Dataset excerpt
***

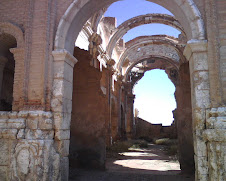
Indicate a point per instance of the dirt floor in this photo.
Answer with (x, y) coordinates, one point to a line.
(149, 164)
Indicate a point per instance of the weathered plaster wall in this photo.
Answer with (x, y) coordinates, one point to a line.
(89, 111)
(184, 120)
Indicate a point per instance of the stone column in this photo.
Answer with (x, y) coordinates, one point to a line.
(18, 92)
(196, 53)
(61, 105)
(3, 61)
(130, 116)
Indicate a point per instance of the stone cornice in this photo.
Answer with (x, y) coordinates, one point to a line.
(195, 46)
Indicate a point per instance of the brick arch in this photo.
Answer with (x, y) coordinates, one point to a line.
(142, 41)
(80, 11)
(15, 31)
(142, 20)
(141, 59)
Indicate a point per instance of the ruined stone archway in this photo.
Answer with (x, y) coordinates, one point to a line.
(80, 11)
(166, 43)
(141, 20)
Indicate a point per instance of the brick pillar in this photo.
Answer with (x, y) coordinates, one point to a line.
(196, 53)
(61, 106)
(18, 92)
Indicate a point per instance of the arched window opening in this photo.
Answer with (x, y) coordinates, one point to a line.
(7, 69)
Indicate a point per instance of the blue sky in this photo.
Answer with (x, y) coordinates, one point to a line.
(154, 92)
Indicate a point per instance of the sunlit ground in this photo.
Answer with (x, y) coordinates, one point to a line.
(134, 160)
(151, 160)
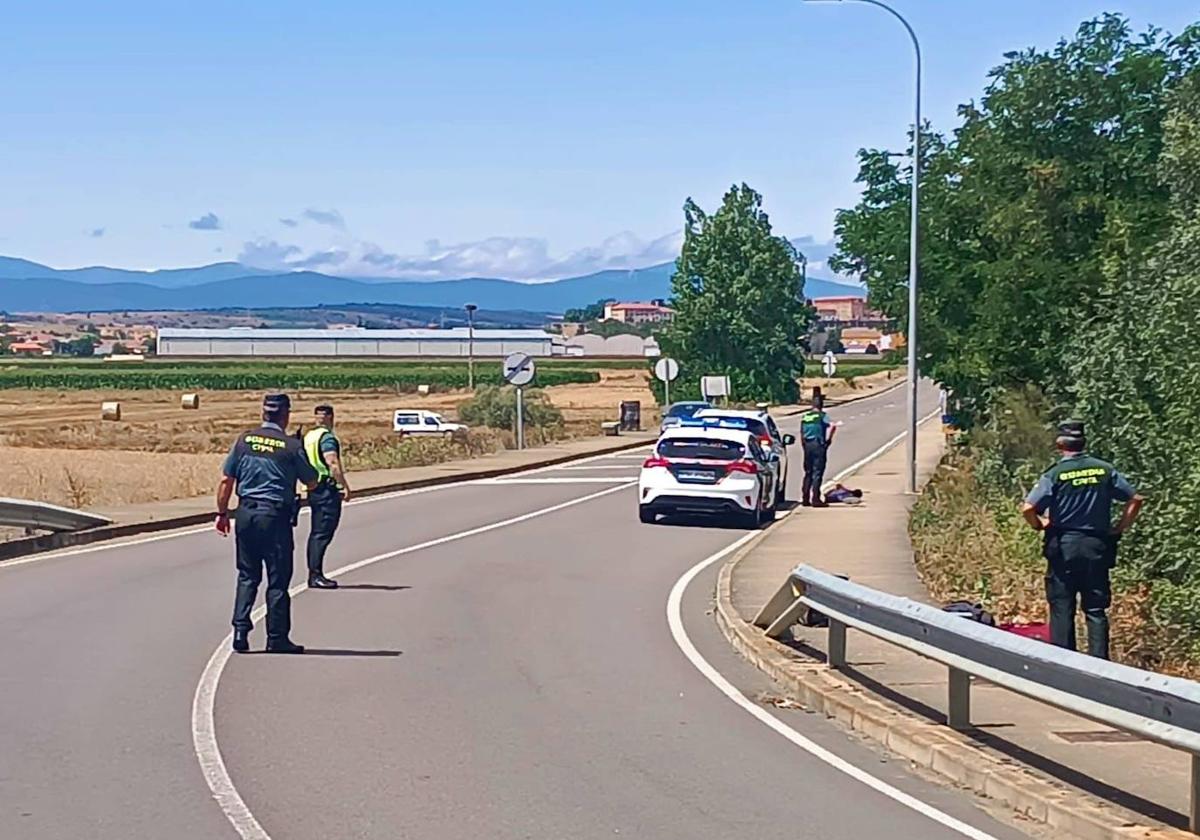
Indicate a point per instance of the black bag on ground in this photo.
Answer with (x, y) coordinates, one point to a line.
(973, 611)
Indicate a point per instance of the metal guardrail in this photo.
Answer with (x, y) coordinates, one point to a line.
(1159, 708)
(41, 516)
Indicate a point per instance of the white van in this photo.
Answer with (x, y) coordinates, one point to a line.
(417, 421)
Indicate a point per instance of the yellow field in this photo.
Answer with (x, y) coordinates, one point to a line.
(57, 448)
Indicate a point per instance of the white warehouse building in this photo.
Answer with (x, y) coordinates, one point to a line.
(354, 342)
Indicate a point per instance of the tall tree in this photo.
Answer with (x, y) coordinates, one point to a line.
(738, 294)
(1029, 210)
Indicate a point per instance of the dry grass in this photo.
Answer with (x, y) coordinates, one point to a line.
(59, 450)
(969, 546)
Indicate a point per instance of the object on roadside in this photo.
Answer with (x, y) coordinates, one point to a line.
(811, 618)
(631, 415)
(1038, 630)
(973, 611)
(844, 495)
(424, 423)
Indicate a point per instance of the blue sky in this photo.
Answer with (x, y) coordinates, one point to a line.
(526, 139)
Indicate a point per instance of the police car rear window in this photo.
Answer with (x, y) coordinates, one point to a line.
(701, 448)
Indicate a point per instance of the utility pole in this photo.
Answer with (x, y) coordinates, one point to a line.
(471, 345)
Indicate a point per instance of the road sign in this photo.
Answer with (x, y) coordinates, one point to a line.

***

◆ Problem description:
In the entries above, take the line containing "Indicate a point per instance of the black" and each later line through the last, and repeat them exactly. Output nothing else.

◆ Exercise result:
Indicate a point per instance of the black bag on ground in this photo.
Answer with (x, y) coordinates, one point to a line.
(973, 611)
Indicate a point per instance of the metal guardrail in this photo.
Answer with (x, y) coordinates, one point to a line.
(1159, 708)
(41, 516)
Indicate a point per instance of the white van in this photo.
Answer with (x, y) coordinates, one point to a line.
(417, 421)
Indicate a point per instance of the yellow field in this photo.
Answer with (x, y) coordinates, one point to a line.
(57, 448)
Indicate a point per instance of the white warehouse building in this photo.
Answer with (x, y) coordinates, one point to a line.
(354, 342)
Indicate a point per instance of the tall tree in this photo.
Answer with (x, y) coordinates, one point to a line.
(738, 294)
(1029, 210)
Indicate a point per instance of the dry grass in this photo.
Answer with (x, y) coordinates, one point to a line.
(59, 450)
(969, 546)
Indicate a point per instance of the object on roadside in this photo.
Answer with (x, y) coordinates, one point to a line.
(811, 618)
(631, 415)
(1038, 630)
(973, 611)
(844, 495)
(424, 423)
Indicate a point per instance of the blue sky in this photo.
Answer with (x, y) coordinates, one point to a line.
(526, 139)
Indicate a point per instance of the police car rear window in this photo.
Answer with (x, y) coordinates, one point to a line.
(701, 448)
Indicate a point per instance of the utility pole in this photo.
Answer with (x, y) coordinates, one point to a line.
(471, 345)
Indicate a point per instance of the road sign in this photo.
Answer with (x, y) coordinates, one point to a line.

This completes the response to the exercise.